### [Exercise description]
Put the following records into a numbered list, omitting any blank lines.

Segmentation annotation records
──────────────────────────────

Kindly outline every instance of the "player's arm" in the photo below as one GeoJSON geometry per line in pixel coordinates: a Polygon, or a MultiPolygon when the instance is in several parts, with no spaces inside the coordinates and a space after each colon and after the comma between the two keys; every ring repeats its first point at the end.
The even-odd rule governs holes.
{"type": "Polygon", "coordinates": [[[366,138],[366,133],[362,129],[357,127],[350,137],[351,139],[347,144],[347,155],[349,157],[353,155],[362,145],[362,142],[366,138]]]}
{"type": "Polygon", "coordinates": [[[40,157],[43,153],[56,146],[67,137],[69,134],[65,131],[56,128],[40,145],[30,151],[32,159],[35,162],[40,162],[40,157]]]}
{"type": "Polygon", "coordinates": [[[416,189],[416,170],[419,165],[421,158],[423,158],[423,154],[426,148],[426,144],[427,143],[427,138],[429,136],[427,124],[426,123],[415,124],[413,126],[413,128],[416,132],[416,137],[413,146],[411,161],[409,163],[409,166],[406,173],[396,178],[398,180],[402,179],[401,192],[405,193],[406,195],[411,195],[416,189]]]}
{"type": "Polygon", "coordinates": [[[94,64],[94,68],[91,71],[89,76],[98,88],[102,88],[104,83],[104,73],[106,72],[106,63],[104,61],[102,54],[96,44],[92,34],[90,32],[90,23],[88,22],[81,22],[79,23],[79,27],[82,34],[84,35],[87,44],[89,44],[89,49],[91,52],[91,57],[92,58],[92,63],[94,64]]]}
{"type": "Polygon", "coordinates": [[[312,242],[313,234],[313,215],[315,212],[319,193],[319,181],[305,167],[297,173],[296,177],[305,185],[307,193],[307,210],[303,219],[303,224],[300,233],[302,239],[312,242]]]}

──────────────────────────────

### [Full response]
1. Kindly outline every instance of the "player's arm" in the photo below as one GeoJSON geometry per line in pixel coordinates: a Polygon, or a MultiPolygon when the instance is in several parts, with no spaces inside the coordinates and a space after each colon and after the comma between the two keys; every ring repeats its first point at the end.
2. The even-odd rule governs holes.
3. {"type": "Polygon", "coordinates": [[[366,138],[366,133],[362,129],[357,127],[350,137],[351,139],[347,144],[347,155],[349,157],[353,155],[362,145],[362,142],[366,138]]]}
4. {"type": "Polygon", "coordinates": [[[40,157],[43,153],[56,146],[67,137],[69,134],[65,131],[56,128],[40,145],[30,151],[32,159],[35,162],[40,162],[40,157]]]}
5. {"type": "Polygon", "coordinates": [[[416,189],[416,170],[419,165],[421,158],[423,158],[423,154],[426,148],[426,144],[427,143],[427,138],[429,136],[427,124],[426,123],[415,124],[413,126],[413,128],[416,132],[416,137],[413,146],[411,161],[409,163],[409,166],[406,173],[396,178],[398,180],[402,179],[401,192],[405,193],[406,195],[411,195],[416,189]]]}
6. {"type": "Polygon", "coordinates": [[[94,64],[94,68],[91,71],[89,76],[98,88],[102,88],[104,83],[104,73],[106,72],[106,63],[104,61],[102,54],[96,44],[92,34],[90,32],[90,23],[88,22],[81,22],[79,23],[79,27],[82,34],[84,35],[87,44],[89,44],[89,49],[91,52],[91,57],[92,58],[92,63],[94,64]]]}
7. {"type": "Polygon", "coordinates": [[[312,242],[313,234],[313,215],[315,212],[319,193],[319,181],[305,167],[297,173],[296,177],[305,185],[307,193],[307,210],[303,219],[303,224],[300,233],[302,239],[312,242]]]}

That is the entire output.